BEGIN Document passage
Here’s a quick monitor of Washington farm and trade policy issues from DTN’s well-placed observer.Court Rules Against EPA Interpretation Used to Temper 2014-2016 RFS Levels
EPA's stance that they reduced Renewable Fuel Standard (RFS) mandated volumes under the program in a rule promulgated in 2015 on 2014-2016 biofuel requirements (and 2017 biodiesel) due to insufficient demand being the same as insufficient supply was rejected by the U.S. Court of Appeals for the DC Circuit.
Americans for Clean Energy and aligned petitioners claimed EPA erred in how it interpreted "inadequate domestic supply" waiver provisions in the RFS statute, according to the Court. "We hold that the 'inadequate domestic supply' provision authorizes EPA to consider supply-side factors affecting the volume of renewable fuel that is available to refiners, blenders, and importers to meet the statutory volume requirements," the Court said. "It does not allow EPA to consider the volume of renewable fuel that is available to ultimate consumers or the demand-side constraints that affect the consumption of renewable fuel by consumers."
Based on that view, the Court said they granted Americans for Clean Energy petition and "vacate EPA’s decision to reduce the total renewable fuel volume requirements for 2016 through use of its 'inadequate domestic supply' waiver authority, and remand the rule to EPA for further consideration in light of our decision."
The Court also said they reject "EPA’s attempt to bootstrap the definition of 'renewable fuel' into a boundless general waiver authority." While EPA contended the phrase in the statute referring to renewable fuel that "is used" does "not mean that biofuel transforms into renewable fuel only when it is actually pumped into gas tanks." The Court pointed to the following argued by Americans for Clean Energy contention that "term ‘used’ merely defines the qualifying uses to which the biofuel may be put."
END Document passage
### Required actions
**a.** Say whether each statement agrees with the RFS ruling report, answering yes or no and quoting the exact words of the report that decide it: (i) the Court held that the waiver provision lets EPA consider demand-side constraints on consumption by consumers; (ii) the Court sent the rule back to EPA; (iii) the 2015 rule also covered 2017 biodiesel.
**b.** Carry the RFS ruling report forward from its final sentence.
The material that comes after this text plays no part in this.
BEGIN Dataset content
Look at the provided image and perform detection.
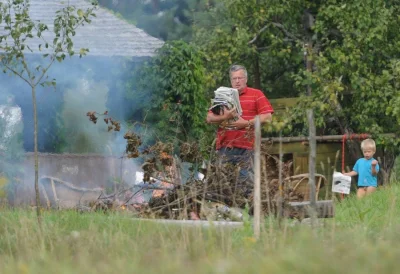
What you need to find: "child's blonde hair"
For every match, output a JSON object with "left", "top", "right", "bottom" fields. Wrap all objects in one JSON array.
[{"left": 361, "top": 139, "right": 376, "bottom": 152}]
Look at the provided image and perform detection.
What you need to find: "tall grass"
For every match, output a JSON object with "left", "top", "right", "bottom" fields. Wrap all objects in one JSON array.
[{"left": 0, "top": 185, "right": 400, "bottom": 273}]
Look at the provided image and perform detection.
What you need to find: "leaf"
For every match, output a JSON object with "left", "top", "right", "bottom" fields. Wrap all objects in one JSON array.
[{"left": 77, "top": 9, "right": 84, "bottom": 17}]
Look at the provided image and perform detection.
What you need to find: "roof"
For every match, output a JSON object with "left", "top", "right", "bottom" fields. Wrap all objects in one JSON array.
[{"left": 0, "top": 0, "right": 164, "bottom": 58}]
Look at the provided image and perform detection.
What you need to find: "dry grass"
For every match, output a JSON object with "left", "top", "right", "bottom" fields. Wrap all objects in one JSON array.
[{"left": 0, "top": 183, "right": 400, "bottom": 273}]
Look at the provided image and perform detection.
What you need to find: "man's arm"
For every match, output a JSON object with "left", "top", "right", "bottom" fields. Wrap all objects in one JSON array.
[{"left": 229, "top": 113, "right": 272, "bottom": 129}]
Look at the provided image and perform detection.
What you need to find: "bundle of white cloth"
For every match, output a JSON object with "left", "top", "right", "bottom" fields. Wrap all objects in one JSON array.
[{"left": 210, "top": 87, "right": 242, "bottom": 116}]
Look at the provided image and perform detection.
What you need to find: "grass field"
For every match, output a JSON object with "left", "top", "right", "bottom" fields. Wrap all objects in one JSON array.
[{"left": 0, "top": 185, "right": 400, "bottom": 274}]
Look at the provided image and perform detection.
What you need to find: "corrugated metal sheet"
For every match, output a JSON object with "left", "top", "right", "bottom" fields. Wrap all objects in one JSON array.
[{"left": 0, "top": 0, "right": 164, "bottom": 58}]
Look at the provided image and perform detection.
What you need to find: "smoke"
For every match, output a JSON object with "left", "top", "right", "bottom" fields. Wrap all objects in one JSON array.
[{"left": 0, "top": 56, "right": 152, "bottom": 206}]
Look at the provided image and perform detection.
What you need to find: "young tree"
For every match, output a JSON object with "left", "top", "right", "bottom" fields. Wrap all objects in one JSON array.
[{"left": 0, "top": 0, "right": 96, "bottom": 225}]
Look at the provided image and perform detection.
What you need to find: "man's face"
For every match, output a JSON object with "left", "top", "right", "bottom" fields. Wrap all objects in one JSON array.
[{"left": 231, "top": 70, "right": 247, "bottom": 93}]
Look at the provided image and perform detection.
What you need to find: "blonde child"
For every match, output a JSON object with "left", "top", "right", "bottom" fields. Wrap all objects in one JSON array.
[{"left": 343, "top": 139, "right": 379, "bottom": 198}]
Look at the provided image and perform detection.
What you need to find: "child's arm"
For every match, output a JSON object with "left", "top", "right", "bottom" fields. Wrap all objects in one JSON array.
[
  {"left": 343, "top": 170, "right": 358, "bottom": 176},
  {"left": 371, "top": 160, "right": 378, "bottom": 176}
]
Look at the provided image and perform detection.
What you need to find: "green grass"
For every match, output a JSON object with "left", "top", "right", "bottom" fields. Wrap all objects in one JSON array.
[{"left": 0, "top": 185, "right": 400, "bottom": 274}]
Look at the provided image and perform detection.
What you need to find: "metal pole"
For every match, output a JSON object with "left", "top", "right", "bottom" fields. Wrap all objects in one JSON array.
[{"left": 254, "top": 115, "right": 261, "bottom": 239}]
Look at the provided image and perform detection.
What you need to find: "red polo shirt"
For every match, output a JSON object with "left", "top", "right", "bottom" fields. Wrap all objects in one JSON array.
[{"left": 216, "top": 87, "right": 274, "bottom": 150}]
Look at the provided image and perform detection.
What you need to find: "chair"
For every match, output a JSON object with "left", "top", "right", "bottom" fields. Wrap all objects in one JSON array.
[{"left": 283, "top": 173, "right": 327, "bottom": 202}]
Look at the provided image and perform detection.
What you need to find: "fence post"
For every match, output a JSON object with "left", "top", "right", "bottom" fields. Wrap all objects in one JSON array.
[{"left": 253, "top": 115, "right": 261, "bottom": 239}]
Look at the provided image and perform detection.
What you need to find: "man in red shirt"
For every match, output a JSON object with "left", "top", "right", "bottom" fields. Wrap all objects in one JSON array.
[{"left": 207, "top": 65, "right": 274, "bottom": 191}]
END Dataset content
### Task answers
**a.**
(i) No: "It does not allow EPA to consider the volume of renewable fuel that is available to ultimate consumers or the demand-side constraints that affect the consumption of renewable fuel by consumers."
(ii) Yes: "remand the rule to EPA for further consideration in light of our decision."
(iii) Yes: "a rule promulgated in 2015 on 2014-2016 biofuel requirements (and 2017 biodiesel)"

**b.**
However, the Court rejected other petitioners arguments as the court said EPA does not have to address which companies bear the obligation for complying with the program in annual rules and it upheld EPA's separate waiver to reduce cellulosic requirements. Plus, the court said EPA does not need to consider the amount of leftover renewable identification numbers (RINs) from prior years when it sets future volumes. Further, the court also determined EPA has the right to set biofuel requirements even if they miss the statutory deadline to do so.
US Beef Industry Expresses Concerns on Amendments to KORUS
The call by the Trump administration to address issues under the U.S.-Korea free trade agreement (KORUS) is raising concern from the U.S. beef industry that they could lose benefits they have gained from the trade deal.
"Under KORUS, the U.S. beef industry has seen an 82 percent increase in annual sales to South Korea, from $582 million in 2012 to $1.06 billion in 2016," officials from the National Cattlemen's Beef Association, North American Meat Institute and U.S. Meat Export Federation said in a letter to U.S. Trade Representative Robert Lighthizer and USDA Secretary Sonny Perdue.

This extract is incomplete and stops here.